**ФРАГМЕНТ ТЕКСТА:**
Олег Иванович САВОСИН
Олег Иванович САВОСИН
— Олег Ивановичу когда и где Вы познакомились с Высоцким?
— У меня был очень хороший знакомый, который стал потом одним из самых близких друзей — Лева Кочарян. С Левой мы познакомились давно — в 1947 году, когда вместе поступали в институт востоковедения. Мы поступили: Лева Кочарян, Юлиан Семенов и я, проучились год и ушли… Так получилось, что мы разошлись по разным институтам: Лева поступил в юридический, Юлиан Семенов, в конце концов, попал в литературный институт, а я стал заниматься рисунком. И всех нас объединял Лева — все наши ребята прошли через Большой Каретный.
И у Левы Кочаряна, в его квартире на четвертом этаже, я и познакомился с Высоцким. Вова Высоцкий был младше всех нас и, честно говоря, тогда никто не считал его гениальным. Но он был очень общительным, открытым и широким — моментально завоевывал симпатии.
И страшно смешной… Вот что в нем действительно было феноменальным уже тогда — это умение подметить какую-то черту в человеке и показать ее. И подмечал он самое смешное, попадание было абсолютно точным.

**ФРАГМЕНТЫ ДАННЫХ:**
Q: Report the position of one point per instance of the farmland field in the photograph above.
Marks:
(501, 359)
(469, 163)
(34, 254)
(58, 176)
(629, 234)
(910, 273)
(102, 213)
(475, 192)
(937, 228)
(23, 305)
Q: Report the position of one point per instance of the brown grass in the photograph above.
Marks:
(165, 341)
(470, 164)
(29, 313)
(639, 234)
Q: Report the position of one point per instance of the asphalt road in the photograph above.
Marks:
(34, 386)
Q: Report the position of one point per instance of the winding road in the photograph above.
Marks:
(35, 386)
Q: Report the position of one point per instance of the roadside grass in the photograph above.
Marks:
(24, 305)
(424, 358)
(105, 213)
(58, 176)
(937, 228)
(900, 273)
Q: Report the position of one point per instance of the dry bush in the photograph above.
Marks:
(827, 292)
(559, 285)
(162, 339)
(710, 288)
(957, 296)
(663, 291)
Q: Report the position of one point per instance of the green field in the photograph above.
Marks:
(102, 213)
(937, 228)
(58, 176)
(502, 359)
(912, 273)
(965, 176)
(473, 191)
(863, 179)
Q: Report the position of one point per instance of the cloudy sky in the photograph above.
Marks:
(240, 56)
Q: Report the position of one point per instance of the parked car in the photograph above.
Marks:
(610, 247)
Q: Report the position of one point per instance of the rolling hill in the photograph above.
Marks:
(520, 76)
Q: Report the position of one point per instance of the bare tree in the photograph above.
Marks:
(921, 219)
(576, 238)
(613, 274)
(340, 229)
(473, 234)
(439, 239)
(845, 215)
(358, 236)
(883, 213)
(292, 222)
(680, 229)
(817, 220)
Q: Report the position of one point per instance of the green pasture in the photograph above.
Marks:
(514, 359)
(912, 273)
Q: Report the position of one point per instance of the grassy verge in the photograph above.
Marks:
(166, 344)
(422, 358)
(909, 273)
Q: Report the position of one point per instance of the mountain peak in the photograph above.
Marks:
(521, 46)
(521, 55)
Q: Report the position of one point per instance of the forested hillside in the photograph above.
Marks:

**ЗАДАНИЕ:** Перепишите целиком интервью с Олегом Ивановичем Савосиным, приведенное выше. Не меняйте в нем ни слова, ни знака.

**ОТВЕТ К ЗАДАНИЮ:**
Олег Иванович САВОСИН
Олег Иванович САВОСИН
— Олег Ивановичу когда и где Вы познакомились с Высоцким?
— У меня был очень хороший знакомый, который стал потом одним из самых близких друзей — Лева Кочарян. С Левой мы познакомились давно — в 1947 году, когда вместе поступали в институт востоковедения. Мы поступили: Лева Кочарян, Юлиан Семенов и я, проучились год и ушли… Так получилось, что мы разошлись по разным институтам: Лева поступил в юридический, Юлиан Семенов, в конце концов, попал в литературный институт, а я стал заниматься рисунком. И всех нас объединял Лева — все наши ребята прошли через Большой Каретный.
И у Левы Кочаряна, в его квартире на четвертом этаже, я и познакомился с Высоцким. Вова Высоцкий был младше всех нас и, честно говоря, тогда никто не считал его гениальным. Но он был очень общительным, открытым и широким — моментально завоевывал симпатии.
И страшно смешной… Вот что в нем действительно было феноменальным уже тогда — это умение подметить какую-то черту в человеке и показать ее. И подмечал он самое смешное, попадание было абсолютно точным.